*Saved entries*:
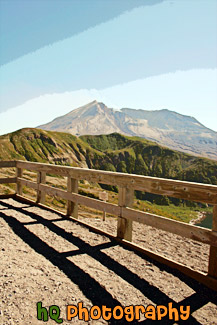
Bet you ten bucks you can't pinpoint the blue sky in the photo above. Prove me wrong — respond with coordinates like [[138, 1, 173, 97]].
[[0, 0, 217, 134]]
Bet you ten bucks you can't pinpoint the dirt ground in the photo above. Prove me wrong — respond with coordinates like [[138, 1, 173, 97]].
[[0, 199, 217, 325]]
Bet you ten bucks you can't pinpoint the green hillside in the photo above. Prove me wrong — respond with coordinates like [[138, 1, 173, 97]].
[[0, 128, 217, 185], [80, 133, 217, 185]]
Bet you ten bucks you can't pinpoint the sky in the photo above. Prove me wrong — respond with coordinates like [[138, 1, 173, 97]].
[[0, 0, 217, 134]]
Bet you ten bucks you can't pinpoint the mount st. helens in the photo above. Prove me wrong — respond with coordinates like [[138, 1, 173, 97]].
[[39, 101, 217, 160], [0, 128, 217, 185]]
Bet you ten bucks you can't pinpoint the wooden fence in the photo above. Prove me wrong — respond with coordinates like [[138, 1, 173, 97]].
[[0, 161, 217, 290]]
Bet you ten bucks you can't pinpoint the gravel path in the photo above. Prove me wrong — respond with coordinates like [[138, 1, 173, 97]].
[[0, 199, 217, 325]]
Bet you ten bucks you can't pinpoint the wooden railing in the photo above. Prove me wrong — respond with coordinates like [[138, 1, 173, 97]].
[[0, 161, 217, 290]]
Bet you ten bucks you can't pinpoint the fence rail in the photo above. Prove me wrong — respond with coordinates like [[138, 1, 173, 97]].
[[0, 161, 217, 290]]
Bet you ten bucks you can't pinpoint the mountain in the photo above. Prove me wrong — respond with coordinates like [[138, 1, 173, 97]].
[[0, 128, 217, 185], [39, 101, 217, 160]]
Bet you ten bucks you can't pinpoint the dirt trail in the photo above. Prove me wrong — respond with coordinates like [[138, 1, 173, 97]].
[[0, 199, 217, 325]]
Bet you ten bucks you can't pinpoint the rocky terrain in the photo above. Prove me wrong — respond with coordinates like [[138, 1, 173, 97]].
[[39, 101, 217, 159], [0, 199, 217, 325]]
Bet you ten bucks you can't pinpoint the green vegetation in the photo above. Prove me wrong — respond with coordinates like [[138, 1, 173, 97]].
[[0, 128, 217, 222], [0, 128, 217, 186]]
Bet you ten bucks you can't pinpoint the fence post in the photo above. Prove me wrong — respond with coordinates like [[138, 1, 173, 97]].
[[117, 187, 134, 241], [16, 167, 23, 195], [208, 205, 217, 279], [66, 176, 78, 219], [36, 172, 46, 204]]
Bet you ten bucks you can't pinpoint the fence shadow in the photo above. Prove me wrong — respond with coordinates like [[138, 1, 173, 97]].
[[0, 201, 217, 324]]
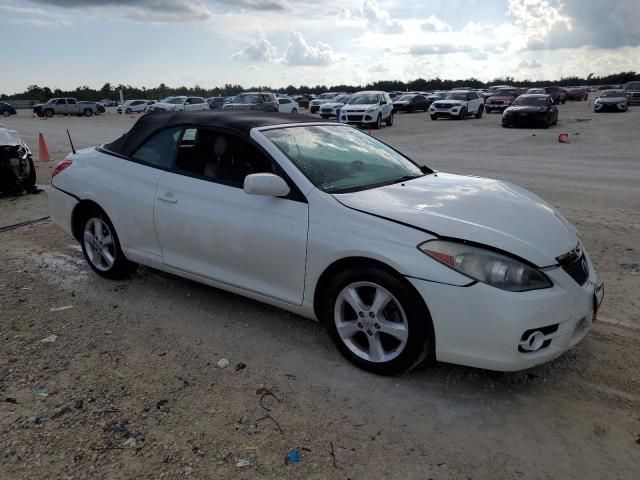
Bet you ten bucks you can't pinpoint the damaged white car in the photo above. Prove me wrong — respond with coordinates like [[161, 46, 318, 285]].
[[49, 112, 603, 375], [0, 125, 36, 193]]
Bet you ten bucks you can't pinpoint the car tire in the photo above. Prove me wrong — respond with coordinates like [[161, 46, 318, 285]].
[[320, 267, 435, 375], [80, 208, 136, 280]]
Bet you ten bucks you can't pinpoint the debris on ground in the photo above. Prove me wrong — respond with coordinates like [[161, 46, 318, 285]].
[[284, 448, 300, 465], [49, 305, 73, 312]]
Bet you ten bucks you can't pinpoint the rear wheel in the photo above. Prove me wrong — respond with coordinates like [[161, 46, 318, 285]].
[[80, 208, 136, 279], [321, 267, 435, 375]]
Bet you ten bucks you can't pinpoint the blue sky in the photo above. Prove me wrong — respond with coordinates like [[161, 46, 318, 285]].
[[0, 0, 640, 93]]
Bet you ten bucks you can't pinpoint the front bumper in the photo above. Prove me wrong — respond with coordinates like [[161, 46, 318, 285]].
[[408, 254, 602, 371], [593, 103, 628, 112]]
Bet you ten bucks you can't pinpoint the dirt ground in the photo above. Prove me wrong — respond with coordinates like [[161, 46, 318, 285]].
[[0, 102, 640, 480]]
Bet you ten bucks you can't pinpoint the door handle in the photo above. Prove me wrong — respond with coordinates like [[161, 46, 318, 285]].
[[158, 192, 178, 203]]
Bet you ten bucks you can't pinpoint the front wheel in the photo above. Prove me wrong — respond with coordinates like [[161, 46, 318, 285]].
[[81, 209, 135, 279], [387, 113, 393, 127], [322, 267, 435, 375]]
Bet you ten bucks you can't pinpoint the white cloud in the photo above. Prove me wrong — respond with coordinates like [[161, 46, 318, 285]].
[[231, 28, 276, 62], [338, 0, 404, 34], [420, 15, 451, 32], [284, 30, 336, 65], [518, 60, 542, 68]]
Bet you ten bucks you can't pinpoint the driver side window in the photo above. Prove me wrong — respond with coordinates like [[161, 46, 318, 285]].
[[175, 128, 274, 188]]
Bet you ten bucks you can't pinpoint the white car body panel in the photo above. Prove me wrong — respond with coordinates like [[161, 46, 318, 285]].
[[153, 172, 308, 305], [49, 122, 597, 370]]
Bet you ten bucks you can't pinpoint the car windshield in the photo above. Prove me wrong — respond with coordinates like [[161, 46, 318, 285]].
[[233, 93, 260, 103], [347, 93, 380, 105], [263, 125, 431, 194], [445, 92, 467, 100], [512, 96, 549, 106], [600, 90, 625, 98]]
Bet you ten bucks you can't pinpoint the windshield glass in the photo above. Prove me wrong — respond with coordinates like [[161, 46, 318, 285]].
[[233, 94, 260, 103], [263, 125, 430, 193], [512, 96, 549, 107], [445, 92, 467, 100], [600, 90, 625, 98], [347, 93, 380, 105]]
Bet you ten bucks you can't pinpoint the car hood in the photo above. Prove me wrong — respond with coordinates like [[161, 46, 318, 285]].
[[334, 173, 578, 267], [487, 95, 516, 102], [505, 105, 549, 113], [343, 103, 378, 111], [596, 97, 627, 103], [322, 102, 344, 108], [433, 99, 467, 107]]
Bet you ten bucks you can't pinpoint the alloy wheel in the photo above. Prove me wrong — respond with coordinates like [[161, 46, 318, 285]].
[[333, 282, 409, 363], [83, 217, 116, 272]]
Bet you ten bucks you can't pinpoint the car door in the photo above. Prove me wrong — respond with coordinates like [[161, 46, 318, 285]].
[[154, 128, 308, 305]]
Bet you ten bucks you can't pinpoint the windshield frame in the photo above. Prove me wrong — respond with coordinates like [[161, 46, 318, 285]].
[[255, 122, 436, 195]]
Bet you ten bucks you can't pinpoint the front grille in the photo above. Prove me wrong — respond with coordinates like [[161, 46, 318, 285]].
[[560, 252, 589, 286]]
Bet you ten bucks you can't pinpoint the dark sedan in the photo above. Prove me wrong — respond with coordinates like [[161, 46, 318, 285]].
[[502, 94, 558, 128], [0, 102, 16, 117], [393, 95, 431, 113]]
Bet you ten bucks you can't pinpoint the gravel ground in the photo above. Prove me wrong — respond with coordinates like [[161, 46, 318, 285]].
[[0, 102, 640, 480]]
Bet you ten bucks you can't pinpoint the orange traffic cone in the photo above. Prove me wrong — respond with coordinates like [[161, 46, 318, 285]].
[[38, 133, 51, 162]]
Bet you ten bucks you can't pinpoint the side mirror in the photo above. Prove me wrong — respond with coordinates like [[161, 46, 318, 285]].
[[244, 173, 291, 197]]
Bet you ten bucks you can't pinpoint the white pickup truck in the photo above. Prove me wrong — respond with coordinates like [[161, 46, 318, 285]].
[[33, 98, 99, 117]]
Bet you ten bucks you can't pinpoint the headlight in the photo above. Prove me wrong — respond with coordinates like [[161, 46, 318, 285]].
[[418, 240, 552, 292]]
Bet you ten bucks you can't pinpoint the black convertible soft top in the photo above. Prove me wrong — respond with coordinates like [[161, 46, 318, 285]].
[[104, 111, 322, 157]]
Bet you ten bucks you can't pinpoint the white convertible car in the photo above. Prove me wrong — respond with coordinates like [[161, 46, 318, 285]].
[[49, 112, 603, 375]]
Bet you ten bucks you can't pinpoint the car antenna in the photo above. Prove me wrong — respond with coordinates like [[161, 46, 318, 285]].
[[67, 128, 76, 155]]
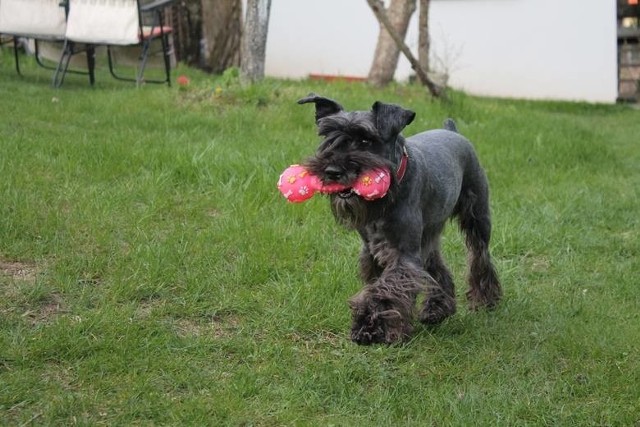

*Instructions to follow*:
Arrange the lines of the entries, from the line containing "Bet you ten bucks you can't pinpoint the car tire" up to and including the line containing "[[408, 254, 602, 371], [593, 103, 628, 112]]", as a Markdown table with the columns No. and Text. Number each row and omit blank lines.

*Response for this exercise*:
| No. | Text |
|---|---|
| 1 | Bet you ten bucks you can't pinpoint the car tire in the photo above. Prove me wrong — respond with coordinates like [[161, 46, 318, 285]]. |
| 2 | [[320, 267, 435, 375], [80, 208, 136, 280]] |
| 3 | Bet you ten bucks you can't pinpoint the debris on ground in the photo above. Prove me wrong — respond with coordinates like [[161, 46, 318, 285]]. |
| 4 | [[284, 448, 300, 465], [49, 305, 73, 312]] |
| 5 | Bet you ten bucks you can't pinpoint the rear wheel in the photo above. Prove me wrong — respond with coordinates like [[161, 46, 318, 285]]. |
| 6 | [[80, 208, 136, 279], [321, 267, 435, 375]] |
| 7 | Bet you ten bucks you can't pinpoint the blue sky in the photo above. Prove me wrong — respond with coordinates like [[161, 46, 318, 285]]. |
| 8 | [[0, 0, 640, 93]] |
| 9 | Bet you ten bucks you can't pinpoint the front bumper in the photo above. Prove me wrong — respond with coordinates like [[161, 46, 318, 285]]. |
| 10 | [[408, 254, 602, 371], [593, 103, 628, 112]] |